== TASK DATA ==

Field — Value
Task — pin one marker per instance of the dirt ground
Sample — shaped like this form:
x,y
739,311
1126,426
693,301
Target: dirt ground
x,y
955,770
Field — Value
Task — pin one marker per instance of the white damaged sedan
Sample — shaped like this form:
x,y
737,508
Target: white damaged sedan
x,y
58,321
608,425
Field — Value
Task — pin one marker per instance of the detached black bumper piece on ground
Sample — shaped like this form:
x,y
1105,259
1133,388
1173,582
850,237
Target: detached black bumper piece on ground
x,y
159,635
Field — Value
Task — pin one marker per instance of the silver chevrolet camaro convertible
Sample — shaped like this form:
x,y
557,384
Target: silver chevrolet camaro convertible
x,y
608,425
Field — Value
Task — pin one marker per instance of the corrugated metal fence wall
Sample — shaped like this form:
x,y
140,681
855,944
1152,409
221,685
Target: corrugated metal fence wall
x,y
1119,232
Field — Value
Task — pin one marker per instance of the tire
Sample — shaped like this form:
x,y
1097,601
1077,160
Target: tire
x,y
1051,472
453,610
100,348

===

# PROBLEM DETAILS:
Word for word, repeat every entry listed above.

# SOLUTION:
Field — Value
Task — pin one marker per instance of the dirt ground
Sample — shaped like this form:
x,y
739,311
1126,426
693,301
Target: dirt ground
x,y
955,770
Field — Value
Task — pin one marker per instance of the white damaged sedan
Sample — shaped like this form:
x,y
737,508
Target: white damaged sedan
x,y
58,321
608,425
Field — Value
Task — pin one marker per instance of the detached black bumper piece on ground
Sample — shaped like this form:
x,y
1105,259
1133,388
1173,582
850,237
Target: detached black bumper piece on ground
x,y
159,635
Field — Value
Task — pin one marker per instance of the silver chevrolet camaro convertible
Sample — shaped like this form:
x,y
557,384
Target: silver chevrolet camaro convertible
x,y
608,425
Field — Value
Task — pin one marker per instance of the corrugated metal fence wall
Sample — shaped like this form:
x,y
140,681
855,944
1152,409
221,685
Target: corrugated metal fence wall
x,y
1119,232
Field — Value
Task — pin one marker per instance of the tire
Sample — shaped like this form:
x,y
1097,601
1077,160
Target: tire
x,y
1051,472
453,610
100,348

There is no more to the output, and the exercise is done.